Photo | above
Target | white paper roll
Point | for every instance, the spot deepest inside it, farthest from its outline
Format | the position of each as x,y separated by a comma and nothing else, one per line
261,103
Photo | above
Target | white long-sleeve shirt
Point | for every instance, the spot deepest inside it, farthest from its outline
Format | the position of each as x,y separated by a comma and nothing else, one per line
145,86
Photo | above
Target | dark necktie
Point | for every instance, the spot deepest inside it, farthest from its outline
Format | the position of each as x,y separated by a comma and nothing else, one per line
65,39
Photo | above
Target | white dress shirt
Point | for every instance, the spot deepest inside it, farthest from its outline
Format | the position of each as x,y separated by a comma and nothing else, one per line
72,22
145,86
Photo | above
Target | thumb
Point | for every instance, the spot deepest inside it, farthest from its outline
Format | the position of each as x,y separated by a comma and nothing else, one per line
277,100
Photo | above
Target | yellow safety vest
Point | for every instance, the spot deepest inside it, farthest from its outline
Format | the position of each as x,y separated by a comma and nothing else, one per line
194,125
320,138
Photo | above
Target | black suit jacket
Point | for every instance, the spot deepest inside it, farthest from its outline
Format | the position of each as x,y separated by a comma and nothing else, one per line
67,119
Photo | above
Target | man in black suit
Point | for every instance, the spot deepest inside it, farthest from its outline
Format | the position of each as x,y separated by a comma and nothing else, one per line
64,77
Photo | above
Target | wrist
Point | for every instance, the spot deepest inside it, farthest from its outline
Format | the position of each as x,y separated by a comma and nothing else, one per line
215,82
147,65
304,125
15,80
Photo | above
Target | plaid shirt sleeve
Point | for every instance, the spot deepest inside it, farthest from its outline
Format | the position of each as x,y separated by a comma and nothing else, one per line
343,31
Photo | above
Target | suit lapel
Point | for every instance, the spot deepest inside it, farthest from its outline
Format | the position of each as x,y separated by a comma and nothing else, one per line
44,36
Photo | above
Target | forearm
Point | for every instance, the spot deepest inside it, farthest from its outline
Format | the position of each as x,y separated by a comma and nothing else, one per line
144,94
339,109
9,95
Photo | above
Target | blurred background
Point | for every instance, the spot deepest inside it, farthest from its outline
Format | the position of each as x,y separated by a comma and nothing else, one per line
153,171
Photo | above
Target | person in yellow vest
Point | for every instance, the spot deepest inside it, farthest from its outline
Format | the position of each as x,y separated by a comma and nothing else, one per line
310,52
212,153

* **Written request**
Return each entry from above without altering a single character.

* **Result**
Photo | above
Target | white paper roll
Point | for every instance, the spot deepest inside it, farthest from its outline
Format | the position of each as x,y separated by a comma and nothing else, one per line
261,103
Photo | above
Target | white long-sleeve shirt
Point | for every instance, the spot deepest inside it, farthest from its outline
Format | the position of each as x,y separated by a comma and nothing else, one per line
145,86
Photo | above
Target | dark necktie
Point | for every instance, the spot deepest inside it, farthest from its outline
Format | the position of each as x,y separated by a comma and nothing else, one per line
65,39
Photo | above
Target | white dress shirt
Point | for every instance, the spot deepest inside it, farthest from its outline
Format | the position of each as x,y separated by a comma and nothing else, one per line
72,22
145,86
Photo | above
Target | thumb
Point | for every instance, the spot deepest inside it, farthest from its outline
Format | the position of each as x,y separated by a comma and nothing else, one per line
277,100
Photo | above
Target | yellow safety vest
Point | for every instance, the spot deepest inside it, farthest from its outline
Format | the position of each as x,y separated by a comma and nothing else, one per line
194,125
320,138
Photo | above
Target | black suit jacket
Point | for every instance, the spot deepest inside it, farthest from its outline
Format | the position of each as x,y separated by a comma and nothing else, one per line
67,119
Photo | above
Target | man in black suit
Point | for every instance, the spot deepest inside it, farthest from its outline
Format | the position of each as x,y separated by a comma and nothing else, one per line
64,77
Photo | above
Target | wrist
Point | for every instance, the spot deepest inside it, farthest from its outline
Format | the position of each as x,y separated by a comma and nothing else, one per line
215,82
147,65
304,125
15,80
Photo | above
Target | plaid shirt sleeve
Point | for every instance, the spot deepest inside it, farthest from its outline
Format | the position of each as x,y separated by a comma and nothing else, one per line
343,31
Photo | above
Target | suit lapel
Point | for every instance, the spot deepest inside it, farthest from its outline
Format | the position of each as x,y separated by a comma and nothing else, one per line
44,36
Photo | above
Target | forearm
Point | for every instance, the spot deepest inside it, farthest from its outline
Format | the position of each as x,y separated by a comma and nothing else, one per line
144,94
339,109
9,95
Photo | above
Target | blurred background
Point | for every instance, the spot deepest inside it, farthest from its outline
Format | the position of each as x,y separated by a comma and nothing else, one per line
153,171
Photo | above
Target | person in yellow vest
Point | for every instance, the spot deepest inside it, farthest from its outline
Format | the position of each as x,y separated by a comma and nothing else, one per line
310,52
212,153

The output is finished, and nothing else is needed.